Task objective: Could you lay out every line of the entries below as a JSON list of strings, one string per line, with blank lines dropped and the pictures left out?

Data lines:
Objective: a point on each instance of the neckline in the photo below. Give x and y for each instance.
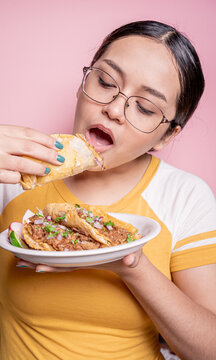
(118, 206)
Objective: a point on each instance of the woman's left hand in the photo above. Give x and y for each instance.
(120, 267)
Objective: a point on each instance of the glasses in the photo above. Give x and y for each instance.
(140, 112)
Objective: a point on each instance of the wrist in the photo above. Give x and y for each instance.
(136, 270)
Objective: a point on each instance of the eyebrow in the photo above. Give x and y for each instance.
(150, 90)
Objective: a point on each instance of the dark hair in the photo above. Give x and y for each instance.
(190, 72)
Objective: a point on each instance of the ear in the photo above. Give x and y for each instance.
(166, 139)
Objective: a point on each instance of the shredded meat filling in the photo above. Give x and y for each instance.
(116, 235)
(60, 237)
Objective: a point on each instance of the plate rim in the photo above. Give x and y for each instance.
(84, 253)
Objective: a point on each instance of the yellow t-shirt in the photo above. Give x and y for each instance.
(91, 314)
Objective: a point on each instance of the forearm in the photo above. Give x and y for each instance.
(188, 328)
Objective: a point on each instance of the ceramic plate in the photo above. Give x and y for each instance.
(148, 228)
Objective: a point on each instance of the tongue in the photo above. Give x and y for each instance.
(99, 138)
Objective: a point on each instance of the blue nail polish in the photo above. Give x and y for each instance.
(58, 145)
(60, 158)
(47, 170)
(21, 265)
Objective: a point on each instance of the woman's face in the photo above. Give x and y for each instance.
(141, 67)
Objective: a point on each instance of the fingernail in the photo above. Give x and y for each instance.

Response to the task:
[
  "Objective: a point on each instance of the neckline in the photo below. Give x and y for each instance.",
  "(118, 206)",
  "Objective: a point on each instance of the woman's left hand in the photo above. Give x and y for each instance.",
  "(120, 267)",
  "Objective: a point on each instance of the glasses in the photo above. Give x and y for each instance.",
  "(140, 112)",
  "Objective: a point on each instance of the wrist in the photo above. Give x and y for each instance.",
  "(136, 270)",
  "Objective: a point on each instance of the eyebrow in the photo above. Give x and y for each instance.",
  "(150, 90)",
  "Objective: a point on each instance of the dark hair in the photo above. Give x and y for each instance.",
  "(190, 72)",
  "Objective: a point on each instance of the ear in the photo above. Give x and y for each instance.",
  "(166, 139)",
  "Objective: a point on each instance of the shredded meat filling in the photo above. Give x and y for each instance.",
  "(116, 235)",
  "(60, 237)",
  "Objective: a point on each instance of the plate rim in the photo above. Give x and y for each instance.",
  "(84, 253)",
  "Objective: a point on each instance of the yellow t-shirt in the photo above. Give x and y for each instance.",
  "(91, 314)",
  "Objective: a point on each instance of the forearm in the photo above. Give x and y for each instance.",
  "(188, 328)",
  "Objective: a point on each instance of the ceramic plate in the photo above. Give x and y for each instance.",
  "(148, 228)",
  "Objective: a point on each instance of the tongue in the photo above. Give x and y for each instance.",
  "(99, 138)",
  "Objective: a point on each instance of the blue nail polish in the photo above. Give x and y for each instance.",
  "(58, 145)",
  "(60, 158)",
  "(47, 170)",
  "(21, 265)",
  "Objective: a point on each instance of the woman's face in the photo above. Give x and y for each instance.",
  "(141, 67)",
  "Objective: a point on each instance of the fingernail in the photo above. Give x and y for each instance."
]